== Task prompt ==
Can you copy each of the items below, character for character?

== Record set ==
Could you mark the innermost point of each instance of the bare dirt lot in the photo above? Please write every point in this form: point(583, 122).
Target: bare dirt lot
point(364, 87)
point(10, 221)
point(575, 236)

== Task answer ==
Could you mark the innermost point of each instance of the bare dirt lot in the photo above? Please write every point in this form: point(583, 122).
Target: bare dirt lot
point(364, 87)
point(10, 221)
point(575, 236)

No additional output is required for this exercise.